Task instructions:
**a.** Rewrite the paragraph of the Grizzlies post that begins "So, here we go" as a short bulleted list, keeping its main points.
**b.** Go on with the Grizzlies post, starting right after its last sentence.

Page extract:
+ + +
Categories
Beyond the Arc Sports

Monday Three Pointer: Lineups, Abadi, and Heat, Oh My!

Larry Kuzniewski

Zach Randolph came off the bench Sunday evening against the Heat.

After a week of having a lot of things to talk about, the Grizzlies responded by giving us even more to talk about (and this post doesn’t even really cover the Grizzlies’ horrifying loss to the Hornets on Friday night, in which they blew a double-digit lead to lose a 24 point game to a Charlotte team that pick-and-rolled them to death in front of the whole world.

So, here we go, with the first Monday Three Pointer in a while, and we’re going to talk about the new look starting lineup the Grizzlies rolled out last night in Miami, we’re going to (briefly) talk about Joe Abadi and the Grizzlies’ front office, and we’re going to talk about the Grizzlies’ last-second loss to the Miami Heat last night.

Larry Kuzniewski

The Starting Lineup

Last night against the Miami Heat, Dave Joerger tried something that had probably been brewing in some form or another for a while now: a change to the starting lineup. On the floor for the opening tip for the Grizzlies? Mike Conley, Courtney Lee, Matt Barnes, Jeff Green, and Marc Gasol. That’s right—for the first time in a long time1, Zach Randolph came off the bench for the Grizzlies, and Tony Allen was moved out of the starting lineup, too. Allen ended up sitting out the game with a knee injury suffered during warmups (after the lineup change).
+ + +
Entries provided:
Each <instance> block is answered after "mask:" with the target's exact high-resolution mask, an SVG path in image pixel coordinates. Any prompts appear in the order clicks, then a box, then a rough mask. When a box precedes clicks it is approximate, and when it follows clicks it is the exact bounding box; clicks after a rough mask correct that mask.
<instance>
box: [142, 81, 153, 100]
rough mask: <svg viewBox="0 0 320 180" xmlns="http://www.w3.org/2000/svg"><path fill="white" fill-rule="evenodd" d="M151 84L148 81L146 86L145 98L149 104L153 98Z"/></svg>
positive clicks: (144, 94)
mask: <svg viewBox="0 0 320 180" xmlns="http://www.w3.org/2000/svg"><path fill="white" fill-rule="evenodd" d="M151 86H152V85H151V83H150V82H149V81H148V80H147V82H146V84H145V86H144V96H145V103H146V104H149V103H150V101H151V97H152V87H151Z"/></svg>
+ + +
Written answers:
**a.**
- This is the first Monday Three Pointer in a while.
- It covers the new starting lineup the Grizzlies used last night in Miami.
- It briefly covers Joe Abadi and the Grizzlies' front office.
- It covers the Grizzlies' last-second loss to the Miami Heat last night.

**b.**
Situationally—that is, whether it was intended to be a long-term move or not—the move made sense against the Miami Heat. Z-Bo would’ve had bad matchups on both ends of the floor against Miami’s starting unit, being guarded by Hassan Whiteside on the offensive end (and probably paying for it by getting his shot blocked early and often) and then having to guard Chris Bosh all the way out to the three point line on the defensive end. Randolph has still been an effective player this year, but he’s clearly diminished a little bit, and lining up his minutes so they came against Justise Winslow and Udonis Haslem instead of Whiteside and Bosh was pretty indisputably the right move.

For Allen’s part, it’s easy to see that Courtney Lee (generally) does better offensively as a starter, and early offense has been a struggle with the Allen/Green matchup. What Joerger ended up doing was inserting Matt Barnes into Zach Randolph’s place in the lineup, playing Green as a power forward on offense but then having Barnes guard Bosh on the other end. A smart lineup decision that paid off in spades early, as the Grizzlies put on a solid performance through the first three quarters.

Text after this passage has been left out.